> WHAT IS NEEDED: Omit all pictures and give the records below again exactly as written.

> EXERCISE INPUTS:
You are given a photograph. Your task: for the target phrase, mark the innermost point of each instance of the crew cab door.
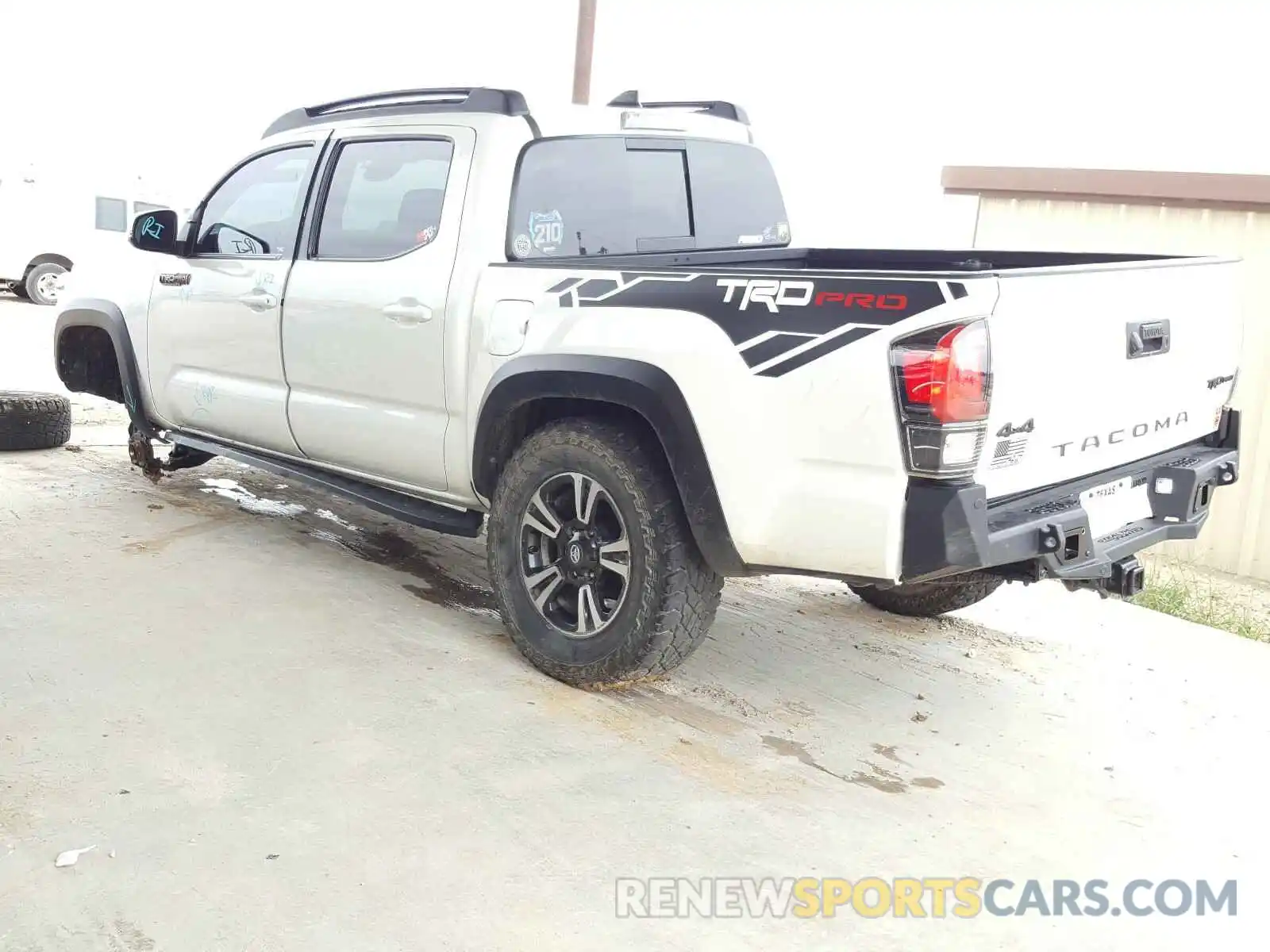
(215, 324)
(364, 323)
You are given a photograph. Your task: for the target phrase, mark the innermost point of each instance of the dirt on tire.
(33, 420)
(676, 593)
(927, 600)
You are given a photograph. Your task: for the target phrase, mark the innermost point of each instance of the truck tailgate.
(1098, 367)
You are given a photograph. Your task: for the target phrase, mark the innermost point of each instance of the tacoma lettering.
(1140, 429)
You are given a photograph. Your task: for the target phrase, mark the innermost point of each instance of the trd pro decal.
(778, 324)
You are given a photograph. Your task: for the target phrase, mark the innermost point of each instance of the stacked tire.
(33, 420)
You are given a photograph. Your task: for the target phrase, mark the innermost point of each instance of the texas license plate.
(1113, 505)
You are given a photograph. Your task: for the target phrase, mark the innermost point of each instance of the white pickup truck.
(588, 325)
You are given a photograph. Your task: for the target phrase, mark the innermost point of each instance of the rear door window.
(385, 198)
(616, 194)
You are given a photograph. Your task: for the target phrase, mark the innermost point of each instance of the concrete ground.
(286, 724)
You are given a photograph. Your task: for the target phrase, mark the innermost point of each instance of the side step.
(399, 505)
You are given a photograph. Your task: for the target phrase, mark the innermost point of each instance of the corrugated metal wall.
(1237, 535)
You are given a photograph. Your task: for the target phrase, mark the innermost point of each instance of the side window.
(385, 198)
(616, 194)
(112, 213)
(256, 211)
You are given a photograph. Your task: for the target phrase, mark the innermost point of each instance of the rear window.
(616, 194)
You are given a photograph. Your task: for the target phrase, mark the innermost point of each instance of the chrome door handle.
(260, 300)
(404, 313)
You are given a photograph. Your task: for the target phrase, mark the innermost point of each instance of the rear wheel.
(926, 600)
(595, 569)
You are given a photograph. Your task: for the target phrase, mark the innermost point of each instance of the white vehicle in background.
(50, 222)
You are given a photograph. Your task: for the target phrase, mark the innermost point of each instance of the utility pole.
(583, 51)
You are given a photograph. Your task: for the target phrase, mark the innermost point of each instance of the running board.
(399, 505)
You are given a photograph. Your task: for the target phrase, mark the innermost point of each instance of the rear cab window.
(594, 196)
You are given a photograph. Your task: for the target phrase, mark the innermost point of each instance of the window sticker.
(778, 232)
(546, 232)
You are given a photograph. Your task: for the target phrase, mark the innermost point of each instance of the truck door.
(364, 323)
(215, 349)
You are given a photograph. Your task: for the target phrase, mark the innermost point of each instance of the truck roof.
(625, 113)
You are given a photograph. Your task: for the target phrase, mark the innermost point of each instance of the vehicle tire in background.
(40, 283)
(926, 600)
(33, 420)
(594, 565)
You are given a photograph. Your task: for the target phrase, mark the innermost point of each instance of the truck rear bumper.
(952, 528)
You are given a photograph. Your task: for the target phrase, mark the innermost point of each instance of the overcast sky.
(860, 103)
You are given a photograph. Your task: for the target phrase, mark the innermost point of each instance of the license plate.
(1113, 505)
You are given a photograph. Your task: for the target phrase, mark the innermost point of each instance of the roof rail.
(406, 102)
(709, 107)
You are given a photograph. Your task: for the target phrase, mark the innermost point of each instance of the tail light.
(944, 386)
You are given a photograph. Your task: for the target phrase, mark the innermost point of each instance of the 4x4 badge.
(1010, 429)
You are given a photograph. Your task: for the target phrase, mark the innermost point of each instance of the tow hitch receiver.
(1128, 578)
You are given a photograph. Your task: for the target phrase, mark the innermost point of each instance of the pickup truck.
(584, 332)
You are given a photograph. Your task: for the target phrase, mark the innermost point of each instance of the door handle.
(406, 313)
(260, 300)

> ANSWER TO THE PROBLEM:
You are given a photograph. Your task: for the target phrase, mark the innermost point of each instance of the crew cab door.
(215, 324)
(364, 323)
You are given a photograph. Your task: for the target phrase, mark the innermost point of each instance of the dirt on tire.
(33, 420)
(676, 593)
(927, 600)
You are given a photograph. Your task: for the target phrase, mark the innermost point of each instance of the truck tailgate.
(1098, 367)
You are given a photograph. Your task: for the target phrase, mark the innermost point of each instance of the tacoma lettering.
(1140, 429)
You are given a photograph. Your task: for the target phrase, mark the innermost point of each instance of the trd pro decal.
(778, 324)
You are given a photograph. Your task: for the target phrase, mark the innermost point of each instance of the stacked tire.
(33, 420)
You are given a photograph. Your task: for the target phrase, mark the innermost point of each instance of the texas license plate.
(1113, 505)
You are given a photograph. Your task: for the target phrase, mark the innermost point of each instance of the white pickup truck.
(588, 325)
You are given a photograph. Your task: for the target phrase, mark the innermost point of each instance of the rear door window.
(385, 198)
(616, 194)
You are given a photograph. Your task: for the target phrase, mark the innermost point of each instance of the concrete ground.
(286, 724)
You are given a photograph. Your task: for the target phrase, mark the innermost point of each instance of the side step.
(399, 505)
You are given a photograph. Your task: for the target phrase, mark the innermost point of each instance of the corrugated metal wall.
(1237, 535)
You are given a photograph. Your task: for the target phrase, mark the innermost point of each instance of the side window.
(385, 198)
(616, 194)
(112, 213)
(256, 211)
You are given a photograph. Your task: for the target phrase, mark the innermost point of each instance of the rear window.
(616, 194)
You are given a photograph. Your task: for the target phrase, mark the innermost point of each instance of the chrome door handle.
(260, 300)
(404, 313)
You are given a photograph. Your task: for the target phrase, mark the innermost point of each instance of the rear wheel.
(926, 600)
(595, 569)
You are given a photograph. Your task: for the target phrase, mark the innermost point of each instance of the white vehicle in background.
(50, 222)
You are given a photograph. Your task: for the target phrase, mark the innermost point of each instance of the utility pole.
(583, 51)
You are given a photograph. Your task: for the target phrase, mark the innermost point of each instance of the running board.
(399, 505)
You are given a photograph. Your task: for the target phrase, mark the innermost point of each instance of the rear cab window.
(594, 196)
You are given a photograph. Your task: for the target phrase, mark the innermost point of each instance of the window sticker.
(778, 232)
(546, 232)
You are given a photograph. Your task: for the target phrase, mark the innermost point of each instance of the truck door.
(364, 323)
(215, 349)
You are given a photograph. Your task: for the target phrase, mark the innermost point of each instance of the truck roof.
(625, 113)
You are given a photograph. Your task: for the target phrase, mark the innermost point of each instance of the vehicle tire in background.
(40, 283)
(926, 600)
(33, 420)
(594, 565)
You are given a photograph. Your task: for the target phrase, mark the innermost point of each instance of the truck rear bumper.
(952, 528)
You are given a photograph. Your task: for the target phrase, mark the innermost point of each instance of the overcast sky.
(860, 103)
You are given a photograph. Your task: for the target phrase, mark the innermost point of each instance of the license plate.
(1113, 505)
You are given a photograph. Your task: for the target phrase, mark the innermost point of each instance of the roof rail.
(406, 102)
(709, 107)
You are given a photograph. Your task: for the target phrase, mark the innermost point of each instance of the tail light.
(944, 386)
You are given a photograph. Your task: for the target phrase, mark the innermost point of each instance of the 4x4 badge.
(1010, 429)
You are given a photograph. Your task: for the target phrase, mark the innermost point of each instance of the tow hitch receiver.
(1128, 578)
You are given a photograph. Your task: for the target phrase, mark the innermost point of each instance of the pickup truck.
(584, 332)
You are given a photograph. Your task: for the target phrase, mark the innermost point of each instance of the door handle.
(406, 313)
(260, 300)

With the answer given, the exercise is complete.